The required lines are those that contain "rocket"; pull them out of the data and copy them.

§ §

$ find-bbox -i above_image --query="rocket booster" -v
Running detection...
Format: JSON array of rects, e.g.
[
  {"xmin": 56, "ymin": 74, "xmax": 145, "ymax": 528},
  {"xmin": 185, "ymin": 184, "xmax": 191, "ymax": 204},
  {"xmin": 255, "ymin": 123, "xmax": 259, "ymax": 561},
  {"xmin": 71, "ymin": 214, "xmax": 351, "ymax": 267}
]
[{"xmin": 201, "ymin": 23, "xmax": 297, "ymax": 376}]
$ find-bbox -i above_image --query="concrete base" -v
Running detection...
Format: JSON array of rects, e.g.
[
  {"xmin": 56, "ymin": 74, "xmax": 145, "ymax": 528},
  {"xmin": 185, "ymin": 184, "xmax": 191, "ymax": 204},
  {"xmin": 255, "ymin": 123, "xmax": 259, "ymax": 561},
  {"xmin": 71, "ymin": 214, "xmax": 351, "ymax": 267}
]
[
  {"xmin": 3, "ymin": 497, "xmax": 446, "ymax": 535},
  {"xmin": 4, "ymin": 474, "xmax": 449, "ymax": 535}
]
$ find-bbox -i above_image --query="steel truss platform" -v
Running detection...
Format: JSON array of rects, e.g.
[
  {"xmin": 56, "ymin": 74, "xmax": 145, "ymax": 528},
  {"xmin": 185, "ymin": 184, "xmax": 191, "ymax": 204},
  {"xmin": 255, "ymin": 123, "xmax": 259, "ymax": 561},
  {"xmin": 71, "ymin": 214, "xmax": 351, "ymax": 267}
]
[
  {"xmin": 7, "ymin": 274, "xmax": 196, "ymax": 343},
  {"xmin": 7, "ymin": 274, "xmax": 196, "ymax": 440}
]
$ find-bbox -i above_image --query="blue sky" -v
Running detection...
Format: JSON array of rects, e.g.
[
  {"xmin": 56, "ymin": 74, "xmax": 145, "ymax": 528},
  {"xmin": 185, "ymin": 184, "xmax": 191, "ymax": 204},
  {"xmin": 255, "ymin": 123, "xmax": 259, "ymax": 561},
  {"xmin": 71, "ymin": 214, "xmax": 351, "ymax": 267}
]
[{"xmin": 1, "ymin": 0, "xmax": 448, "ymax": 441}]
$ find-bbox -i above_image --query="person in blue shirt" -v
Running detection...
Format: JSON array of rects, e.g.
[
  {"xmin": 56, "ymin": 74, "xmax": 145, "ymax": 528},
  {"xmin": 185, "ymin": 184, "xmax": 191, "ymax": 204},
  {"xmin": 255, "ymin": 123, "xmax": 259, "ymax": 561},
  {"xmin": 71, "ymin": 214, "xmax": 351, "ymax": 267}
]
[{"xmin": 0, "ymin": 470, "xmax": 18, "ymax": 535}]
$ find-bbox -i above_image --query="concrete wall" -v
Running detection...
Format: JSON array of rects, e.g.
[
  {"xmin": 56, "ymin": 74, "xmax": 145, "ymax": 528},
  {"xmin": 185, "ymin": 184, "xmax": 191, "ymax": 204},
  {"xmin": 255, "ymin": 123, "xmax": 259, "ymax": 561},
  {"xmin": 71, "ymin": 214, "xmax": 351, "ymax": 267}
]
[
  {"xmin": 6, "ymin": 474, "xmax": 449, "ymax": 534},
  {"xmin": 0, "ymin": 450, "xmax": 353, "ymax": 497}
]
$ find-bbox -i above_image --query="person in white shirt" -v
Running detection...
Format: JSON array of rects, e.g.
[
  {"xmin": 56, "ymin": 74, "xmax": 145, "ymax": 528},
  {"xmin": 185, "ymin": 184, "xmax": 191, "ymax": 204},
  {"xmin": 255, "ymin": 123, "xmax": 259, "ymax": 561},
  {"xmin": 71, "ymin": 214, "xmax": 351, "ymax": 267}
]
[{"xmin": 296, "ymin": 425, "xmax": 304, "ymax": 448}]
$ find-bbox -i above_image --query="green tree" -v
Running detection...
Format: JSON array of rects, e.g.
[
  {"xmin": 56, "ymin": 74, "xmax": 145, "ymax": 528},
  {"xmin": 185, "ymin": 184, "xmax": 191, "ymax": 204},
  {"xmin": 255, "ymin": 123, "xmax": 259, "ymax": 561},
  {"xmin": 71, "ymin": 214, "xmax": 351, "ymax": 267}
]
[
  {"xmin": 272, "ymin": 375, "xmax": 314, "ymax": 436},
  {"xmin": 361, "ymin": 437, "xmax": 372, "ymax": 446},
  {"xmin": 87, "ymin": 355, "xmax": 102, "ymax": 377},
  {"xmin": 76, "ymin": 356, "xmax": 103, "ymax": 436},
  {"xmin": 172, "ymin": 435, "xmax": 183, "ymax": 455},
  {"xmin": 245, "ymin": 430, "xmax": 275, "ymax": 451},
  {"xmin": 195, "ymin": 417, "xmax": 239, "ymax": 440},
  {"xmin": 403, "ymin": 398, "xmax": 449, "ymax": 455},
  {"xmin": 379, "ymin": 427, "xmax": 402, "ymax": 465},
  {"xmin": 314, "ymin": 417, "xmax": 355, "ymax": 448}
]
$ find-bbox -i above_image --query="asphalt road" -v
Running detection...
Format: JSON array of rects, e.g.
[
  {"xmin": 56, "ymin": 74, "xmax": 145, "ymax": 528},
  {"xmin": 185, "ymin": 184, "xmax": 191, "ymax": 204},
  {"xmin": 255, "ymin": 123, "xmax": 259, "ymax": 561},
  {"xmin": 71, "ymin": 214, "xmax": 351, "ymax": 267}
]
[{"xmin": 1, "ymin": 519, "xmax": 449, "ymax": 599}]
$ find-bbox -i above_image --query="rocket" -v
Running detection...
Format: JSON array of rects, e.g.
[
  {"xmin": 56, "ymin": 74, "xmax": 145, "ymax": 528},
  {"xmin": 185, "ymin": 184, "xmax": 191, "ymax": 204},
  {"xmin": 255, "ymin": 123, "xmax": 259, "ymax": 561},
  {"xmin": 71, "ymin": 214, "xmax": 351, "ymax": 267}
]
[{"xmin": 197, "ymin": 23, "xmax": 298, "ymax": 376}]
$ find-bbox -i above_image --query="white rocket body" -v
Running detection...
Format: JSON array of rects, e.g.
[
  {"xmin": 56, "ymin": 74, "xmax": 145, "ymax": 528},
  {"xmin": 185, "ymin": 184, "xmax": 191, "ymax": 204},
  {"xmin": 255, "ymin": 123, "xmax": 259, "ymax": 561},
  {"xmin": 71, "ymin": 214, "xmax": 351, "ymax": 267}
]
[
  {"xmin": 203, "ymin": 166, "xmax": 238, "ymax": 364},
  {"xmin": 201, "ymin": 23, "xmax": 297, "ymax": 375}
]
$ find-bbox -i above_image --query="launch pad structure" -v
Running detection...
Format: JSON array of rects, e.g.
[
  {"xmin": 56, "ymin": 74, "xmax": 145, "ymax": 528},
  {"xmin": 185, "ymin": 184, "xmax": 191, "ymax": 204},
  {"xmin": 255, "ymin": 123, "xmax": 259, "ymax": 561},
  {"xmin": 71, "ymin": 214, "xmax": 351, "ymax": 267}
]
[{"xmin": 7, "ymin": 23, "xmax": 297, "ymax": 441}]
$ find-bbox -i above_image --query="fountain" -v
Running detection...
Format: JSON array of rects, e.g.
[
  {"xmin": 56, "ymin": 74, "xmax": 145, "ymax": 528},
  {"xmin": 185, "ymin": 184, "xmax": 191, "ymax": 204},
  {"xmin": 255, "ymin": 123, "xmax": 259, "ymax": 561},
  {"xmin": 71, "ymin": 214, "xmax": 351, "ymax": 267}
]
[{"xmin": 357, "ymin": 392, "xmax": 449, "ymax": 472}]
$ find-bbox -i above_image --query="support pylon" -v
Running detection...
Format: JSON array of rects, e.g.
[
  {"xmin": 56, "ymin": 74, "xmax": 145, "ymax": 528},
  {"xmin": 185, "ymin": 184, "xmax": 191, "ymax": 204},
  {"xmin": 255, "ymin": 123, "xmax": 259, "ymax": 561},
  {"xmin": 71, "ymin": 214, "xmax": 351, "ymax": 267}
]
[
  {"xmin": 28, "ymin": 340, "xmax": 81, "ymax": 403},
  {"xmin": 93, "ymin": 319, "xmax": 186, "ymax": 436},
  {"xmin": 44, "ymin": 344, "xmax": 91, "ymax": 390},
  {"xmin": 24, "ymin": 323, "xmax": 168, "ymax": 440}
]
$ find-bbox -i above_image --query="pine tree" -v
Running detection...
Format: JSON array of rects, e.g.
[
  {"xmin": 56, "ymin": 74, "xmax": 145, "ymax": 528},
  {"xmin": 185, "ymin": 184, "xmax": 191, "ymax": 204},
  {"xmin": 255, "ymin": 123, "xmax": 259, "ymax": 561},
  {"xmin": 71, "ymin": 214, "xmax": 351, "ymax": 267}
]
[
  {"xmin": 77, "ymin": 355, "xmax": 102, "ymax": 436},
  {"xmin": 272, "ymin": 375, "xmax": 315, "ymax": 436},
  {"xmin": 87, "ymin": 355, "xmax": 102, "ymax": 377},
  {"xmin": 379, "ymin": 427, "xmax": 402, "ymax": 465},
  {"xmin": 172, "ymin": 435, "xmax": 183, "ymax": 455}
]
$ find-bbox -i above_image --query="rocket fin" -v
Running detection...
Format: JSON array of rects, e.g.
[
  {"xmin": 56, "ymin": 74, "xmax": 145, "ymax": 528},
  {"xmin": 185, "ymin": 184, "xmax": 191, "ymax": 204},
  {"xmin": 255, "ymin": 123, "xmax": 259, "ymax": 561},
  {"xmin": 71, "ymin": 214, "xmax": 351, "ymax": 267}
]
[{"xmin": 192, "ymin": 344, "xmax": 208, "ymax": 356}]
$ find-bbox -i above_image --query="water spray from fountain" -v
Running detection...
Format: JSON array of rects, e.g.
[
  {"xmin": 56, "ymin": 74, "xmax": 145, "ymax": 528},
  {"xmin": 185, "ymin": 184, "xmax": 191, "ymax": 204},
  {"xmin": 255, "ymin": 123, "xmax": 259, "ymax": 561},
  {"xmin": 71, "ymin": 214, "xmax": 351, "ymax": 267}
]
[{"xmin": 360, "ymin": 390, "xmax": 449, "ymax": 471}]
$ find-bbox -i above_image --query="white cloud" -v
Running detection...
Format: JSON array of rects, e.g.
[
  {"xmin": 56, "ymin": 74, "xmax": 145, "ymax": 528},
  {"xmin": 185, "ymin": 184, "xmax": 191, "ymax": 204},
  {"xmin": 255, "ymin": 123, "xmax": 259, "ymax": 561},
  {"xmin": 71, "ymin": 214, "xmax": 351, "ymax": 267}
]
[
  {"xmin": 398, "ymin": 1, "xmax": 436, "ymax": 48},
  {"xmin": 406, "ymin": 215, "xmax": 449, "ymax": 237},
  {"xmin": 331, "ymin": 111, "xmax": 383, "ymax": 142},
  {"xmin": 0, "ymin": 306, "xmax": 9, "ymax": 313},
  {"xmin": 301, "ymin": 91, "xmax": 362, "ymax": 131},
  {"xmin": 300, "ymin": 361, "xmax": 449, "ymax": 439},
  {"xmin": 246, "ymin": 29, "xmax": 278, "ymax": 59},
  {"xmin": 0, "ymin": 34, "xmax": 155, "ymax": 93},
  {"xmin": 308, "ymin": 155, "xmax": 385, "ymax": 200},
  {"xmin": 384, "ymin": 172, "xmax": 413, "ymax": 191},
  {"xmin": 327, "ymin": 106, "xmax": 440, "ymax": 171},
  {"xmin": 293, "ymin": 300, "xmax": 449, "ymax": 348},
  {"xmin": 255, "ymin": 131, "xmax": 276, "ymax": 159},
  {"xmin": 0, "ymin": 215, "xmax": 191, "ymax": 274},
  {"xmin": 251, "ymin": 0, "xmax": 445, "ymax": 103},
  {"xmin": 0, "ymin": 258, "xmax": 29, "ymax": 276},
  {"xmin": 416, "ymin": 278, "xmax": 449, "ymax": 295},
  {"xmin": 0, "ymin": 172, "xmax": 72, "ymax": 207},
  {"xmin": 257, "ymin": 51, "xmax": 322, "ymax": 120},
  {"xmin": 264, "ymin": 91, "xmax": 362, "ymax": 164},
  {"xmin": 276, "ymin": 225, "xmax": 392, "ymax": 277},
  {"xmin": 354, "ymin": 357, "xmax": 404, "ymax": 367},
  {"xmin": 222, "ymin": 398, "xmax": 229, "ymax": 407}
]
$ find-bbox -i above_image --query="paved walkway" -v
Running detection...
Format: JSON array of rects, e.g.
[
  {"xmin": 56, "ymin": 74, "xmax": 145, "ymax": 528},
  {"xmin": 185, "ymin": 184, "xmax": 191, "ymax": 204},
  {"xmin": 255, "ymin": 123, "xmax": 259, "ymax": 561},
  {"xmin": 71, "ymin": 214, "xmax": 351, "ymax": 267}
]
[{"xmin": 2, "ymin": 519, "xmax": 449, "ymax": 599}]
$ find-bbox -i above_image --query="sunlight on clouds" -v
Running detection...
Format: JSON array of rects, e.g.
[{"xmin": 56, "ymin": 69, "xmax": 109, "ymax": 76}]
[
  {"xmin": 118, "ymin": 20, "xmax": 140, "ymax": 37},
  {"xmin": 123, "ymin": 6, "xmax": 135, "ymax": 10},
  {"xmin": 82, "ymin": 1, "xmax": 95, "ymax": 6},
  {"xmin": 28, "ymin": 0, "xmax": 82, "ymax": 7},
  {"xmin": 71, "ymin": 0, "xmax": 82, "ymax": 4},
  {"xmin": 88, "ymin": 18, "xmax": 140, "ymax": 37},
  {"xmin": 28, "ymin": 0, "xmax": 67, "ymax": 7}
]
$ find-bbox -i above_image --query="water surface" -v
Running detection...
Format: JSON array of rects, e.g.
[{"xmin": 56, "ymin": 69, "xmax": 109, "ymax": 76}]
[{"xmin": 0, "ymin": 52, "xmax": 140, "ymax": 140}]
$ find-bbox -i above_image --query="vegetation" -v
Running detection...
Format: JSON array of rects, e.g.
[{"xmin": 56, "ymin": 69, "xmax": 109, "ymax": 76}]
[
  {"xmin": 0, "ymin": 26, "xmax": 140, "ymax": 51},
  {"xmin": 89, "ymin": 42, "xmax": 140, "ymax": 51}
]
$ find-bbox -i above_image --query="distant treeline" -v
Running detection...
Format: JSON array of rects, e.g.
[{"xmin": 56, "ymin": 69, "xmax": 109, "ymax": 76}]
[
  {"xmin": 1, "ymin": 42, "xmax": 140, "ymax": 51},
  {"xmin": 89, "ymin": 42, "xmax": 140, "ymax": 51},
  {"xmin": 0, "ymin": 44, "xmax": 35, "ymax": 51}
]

§ §

TASK RESPONSE:
$ find-bbox -i above_image --query="rocket booster" -v
$ find-bbox -i above_image --query="rocket" -v
$ find-bbox -i above_image --query="white rocket body" -v
$ find-bbox -i above_image --query="rocket fin" -v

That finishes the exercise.